INSTRUCTIONS TO FOLLOW
Where the records below show a line containing "Where can the quarter", start copying; end with the line containing "Where can the rear wheel", and copy it too.

THE RECORDS
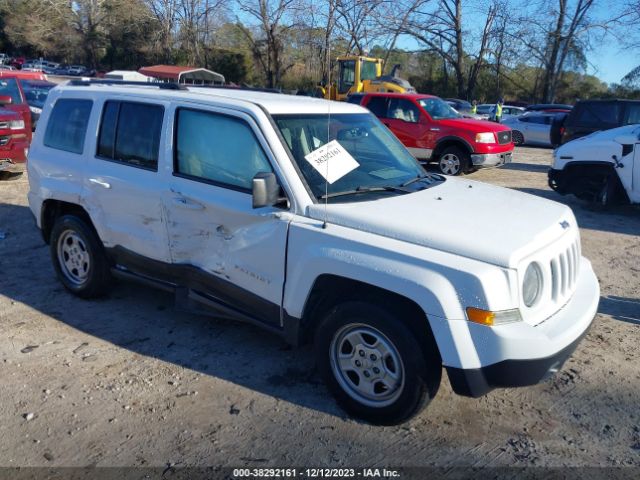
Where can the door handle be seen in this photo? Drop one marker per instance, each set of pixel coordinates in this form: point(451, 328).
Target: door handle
point(102, 183)
point(184, 202)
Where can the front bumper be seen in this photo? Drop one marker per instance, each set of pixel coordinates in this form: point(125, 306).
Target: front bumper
point(491, 159)
point(530, 354)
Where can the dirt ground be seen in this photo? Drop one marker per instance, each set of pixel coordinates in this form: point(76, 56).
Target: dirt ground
point(129, 381)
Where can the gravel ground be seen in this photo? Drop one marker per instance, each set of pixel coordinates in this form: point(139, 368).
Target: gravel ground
point(129, 381)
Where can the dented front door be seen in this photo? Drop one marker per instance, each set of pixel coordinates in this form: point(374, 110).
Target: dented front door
point(237, 252)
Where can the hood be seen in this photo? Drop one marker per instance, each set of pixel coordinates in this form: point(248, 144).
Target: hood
point(597, 146)
point(472, 125)
point(476, 220)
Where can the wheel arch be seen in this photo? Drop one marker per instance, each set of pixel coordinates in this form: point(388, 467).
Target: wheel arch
point(451, 141)
point(53, 209)
point(328, 290)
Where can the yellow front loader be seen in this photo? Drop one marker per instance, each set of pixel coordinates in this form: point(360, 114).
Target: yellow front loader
point(358, 74)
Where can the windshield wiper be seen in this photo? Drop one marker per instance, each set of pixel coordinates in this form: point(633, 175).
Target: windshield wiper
point(427, 176)
point(364, 190)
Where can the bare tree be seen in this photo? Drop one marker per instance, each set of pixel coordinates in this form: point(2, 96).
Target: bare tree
point(553, 39)
point(273, 23)
point(441, 30)
point(355, 22)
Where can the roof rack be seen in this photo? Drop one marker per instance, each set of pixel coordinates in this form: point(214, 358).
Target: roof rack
point(233, 87)
point(160, 85)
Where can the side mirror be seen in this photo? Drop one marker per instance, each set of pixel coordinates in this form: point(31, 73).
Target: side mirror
point(628, 139)
point(265, 189)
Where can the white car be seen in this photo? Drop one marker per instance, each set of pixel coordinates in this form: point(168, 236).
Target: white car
point(531, 128)
point(310, 219)
point(602, 167)
point(488, 111)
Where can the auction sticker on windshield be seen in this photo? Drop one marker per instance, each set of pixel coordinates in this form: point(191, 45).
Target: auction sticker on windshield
point(332, 161)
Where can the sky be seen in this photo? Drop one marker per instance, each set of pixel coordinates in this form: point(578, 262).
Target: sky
point(607, 60)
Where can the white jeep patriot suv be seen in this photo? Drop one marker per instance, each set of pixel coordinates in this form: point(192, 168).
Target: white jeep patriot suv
point(310, 219)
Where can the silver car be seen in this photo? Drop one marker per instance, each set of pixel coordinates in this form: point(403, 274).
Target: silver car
point(531, 128)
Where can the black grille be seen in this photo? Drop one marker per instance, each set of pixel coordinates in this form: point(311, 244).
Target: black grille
point(504, 137)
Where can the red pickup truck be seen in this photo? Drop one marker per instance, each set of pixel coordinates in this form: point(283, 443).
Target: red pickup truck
point(433, 131)
point(14, 136)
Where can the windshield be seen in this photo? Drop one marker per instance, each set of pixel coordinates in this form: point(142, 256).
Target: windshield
point(36, 92)
point(9, 87)
point(438, 109)
point(382, 161)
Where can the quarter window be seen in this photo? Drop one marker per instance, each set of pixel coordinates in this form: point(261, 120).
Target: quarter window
point(67, 125)
point(130, 133)
point(403, 110)
point(217, 148)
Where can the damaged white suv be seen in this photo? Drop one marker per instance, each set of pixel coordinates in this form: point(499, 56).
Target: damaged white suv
point(310, 219)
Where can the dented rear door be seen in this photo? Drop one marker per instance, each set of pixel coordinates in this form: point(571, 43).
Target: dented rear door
point(236, 252)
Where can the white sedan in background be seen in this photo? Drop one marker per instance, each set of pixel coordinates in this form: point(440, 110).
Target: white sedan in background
point(603, 167)
point(488, 111)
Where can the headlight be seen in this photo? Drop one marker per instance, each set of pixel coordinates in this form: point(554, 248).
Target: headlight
point(16, 124)
point(492, 319)
point(486, 137)
point(532, 285)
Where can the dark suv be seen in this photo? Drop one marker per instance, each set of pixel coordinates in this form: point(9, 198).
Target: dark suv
point(590, 116)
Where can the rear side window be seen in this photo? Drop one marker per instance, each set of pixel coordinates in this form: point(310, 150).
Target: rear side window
point(401, 109)
point(378, 106)
point(67, 125)
point(9, 87)
point(217, 148)
point(596, 115)
point(537, 119)
point(130, 133)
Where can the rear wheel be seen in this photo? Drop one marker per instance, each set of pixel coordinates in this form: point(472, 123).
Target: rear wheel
point(517, 137)
point(454, 161)
point(373, 364)
point(78, 257)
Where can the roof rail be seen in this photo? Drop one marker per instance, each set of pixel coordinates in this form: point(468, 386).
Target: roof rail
point(233, 87)
point(160, 85)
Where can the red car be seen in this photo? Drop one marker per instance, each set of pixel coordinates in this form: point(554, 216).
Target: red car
point(11, 84)
point(433, 131)
point(14, 142)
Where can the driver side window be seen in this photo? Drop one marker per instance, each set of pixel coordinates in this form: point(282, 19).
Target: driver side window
point(403, 110)
point(218, 149)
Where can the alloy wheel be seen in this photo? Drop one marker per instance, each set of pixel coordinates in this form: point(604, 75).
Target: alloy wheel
point(73, 257)
point(367, 365)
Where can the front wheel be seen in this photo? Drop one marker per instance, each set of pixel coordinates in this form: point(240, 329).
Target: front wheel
point(454, 161)
point(373, 364)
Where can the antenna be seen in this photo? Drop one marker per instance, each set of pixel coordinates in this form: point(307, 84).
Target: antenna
point(326, 178)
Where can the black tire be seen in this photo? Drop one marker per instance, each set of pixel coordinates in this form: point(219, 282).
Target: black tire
point(454, 161)
point(418, 366)
point(608, 195)
point(517, 138)
point(72, 240)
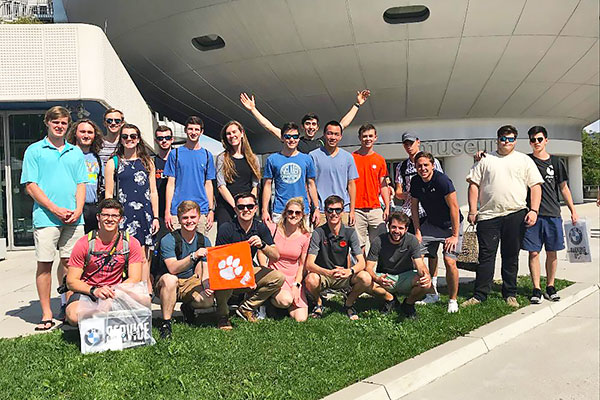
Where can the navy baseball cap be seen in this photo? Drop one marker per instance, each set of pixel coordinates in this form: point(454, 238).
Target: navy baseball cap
point(409, 136)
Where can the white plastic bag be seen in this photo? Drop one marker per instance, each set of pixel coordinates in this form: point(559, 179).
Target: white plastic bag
point(578, 243)
point(116, 324)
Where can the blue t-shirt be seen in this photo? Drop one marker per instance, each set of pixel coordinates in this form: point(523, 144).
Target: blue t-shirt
point(290, 175)
point(57, 173)
point(432, 195)
point(333, 174)
point(193, 168)
point(92, 168)
point(167, 250)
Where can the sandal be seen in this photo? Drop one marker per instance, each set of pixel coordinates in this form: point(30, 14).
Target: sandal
point(351, 312)
point(45, 326)
point(317, 312)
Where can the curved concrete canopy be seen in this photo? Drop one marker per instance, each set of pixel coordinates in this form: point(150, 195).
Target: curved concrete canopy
point(495, 60)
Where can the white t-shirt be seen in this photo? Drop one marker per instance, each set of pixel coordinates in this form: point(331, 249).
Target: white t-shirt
point(503, 183)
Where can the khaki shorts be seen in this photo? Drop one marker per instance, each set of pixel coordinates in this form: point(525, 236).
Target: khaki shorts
point(403, 282)
point(201, 228)
point(369, 224)
point(50, 238)
point(329, 282)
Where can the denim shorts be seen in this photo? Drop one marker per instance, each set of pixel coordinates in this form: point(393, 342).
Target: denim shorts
point(547, 232)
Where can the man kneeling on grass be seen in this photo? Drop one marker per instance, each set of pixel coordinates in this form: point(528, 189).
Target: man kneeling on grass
point(328, 262)
point(182, 274)
point(400, 267)
point(102, 259)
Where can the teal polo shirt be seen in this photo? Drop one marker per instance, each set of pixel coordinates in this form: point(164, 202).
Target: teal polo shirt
point(57, 173)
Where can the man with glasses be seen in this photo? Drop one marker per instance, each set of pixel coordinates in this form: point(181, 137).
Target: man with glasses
point(92, 273)
point(54, 175)
point(335, 172)
point(548, 229)
point(293, 172)
point(310, 122)
point(499, 184)
point(163, 136)
point(268, 281)
point(328, 260)
point(113, 120)
point(190, 170)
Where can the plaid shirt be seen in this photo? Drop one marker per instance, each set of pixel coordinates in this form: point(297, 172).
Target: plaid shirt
point(405, 181)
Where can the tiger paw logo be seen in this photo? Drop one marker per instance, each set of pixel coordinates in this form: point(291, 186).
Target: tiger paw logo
point(230, 269)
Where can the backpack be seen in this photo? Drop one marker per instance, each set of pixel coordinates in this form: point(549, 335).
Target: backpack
point(158, 266)
point(124, 236)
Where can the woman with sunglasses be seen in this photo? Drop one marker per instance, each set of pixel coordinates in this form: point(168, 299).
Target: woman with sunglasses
point(86, 135)
point(135, 185)
point(291, 239)
point(238, 170)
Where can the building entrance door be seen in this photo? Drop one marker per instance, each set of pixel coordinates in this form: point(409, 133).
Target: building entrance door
point(19, 130)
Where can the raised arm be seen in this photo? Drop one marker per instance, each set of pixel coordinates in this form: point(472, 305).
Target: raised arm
point(250, 105)
point(361, 97)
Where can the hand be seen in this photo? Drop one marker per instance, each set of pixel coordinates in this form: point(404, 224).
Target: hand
point(479, 155)
point(210, 220)
point(155, 226)
point(450, 244)
point(201, 252)
point(530, 218)
point(574, 218)
point(104, 292)
point(316, 217)
point(472, 218)
point(419, 236)
point(266, 217)
point(351, 218)
point(168, 221)
point(248, 102)
point(255, 241)
point(362, 96)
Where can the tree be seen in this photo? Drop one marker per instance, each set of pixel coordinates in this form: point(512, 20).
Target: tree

EXERCISE ANSWER
Where can the quarter window be seen in this photo? Drop one marker per instance, each set of pixel coordinates in this form: point(261, 120).
Target: quarter window
point(67, 125)
point(130, 133)
point(403, 110)
point(217, 148)
Where can the damaged white suv be seen in this photo? Drop one marker per instance, each set of pixel coordinates in this form: point(499, 56).
Target: damaged white suv
point(310, 219)
Where can the dented rear door be seen in this photo? Drop one marker per instance, each set of pixel coordinates in this form: point(571, 43).
Target: dented rear door
point(236, 252)
Where can the white sedan in background be seen in this photo? Drop one marker per instance, each set of pixel coordinates in this form: point(440, 110).
Target: white sedan in background
point(603, 167)
point(488, 111)
Where can the headlight be seen in this photo? Drop one marker per instance, each set of pixel coordinates in this form: point(554, 248).
Target: headlight
point(16, 124)
point(492, 319)
point(486, 137)
point(532, 285)
Where can the dark suv be seen in this photo? Drop one marker per instance, each set of pixel coordinates in this form: point(9, 198).
Target: dark suv
point(590, 116)
Where can the rear side window be seen in this photo? Drop one marker per instance, each set of pixel coordinates in this form: point(310, 150).
Target: rear side window
point(401, 109)
point(378, 106)
point(67, 125)
point(9, 87)
point(217, 148)
point(596, 115)
point(537, 119)
point(130, 133)
Where can the rear wheel be seen in this photo? Drop one marker per instance, each set of pixel coordinates in this form: point(472, 123).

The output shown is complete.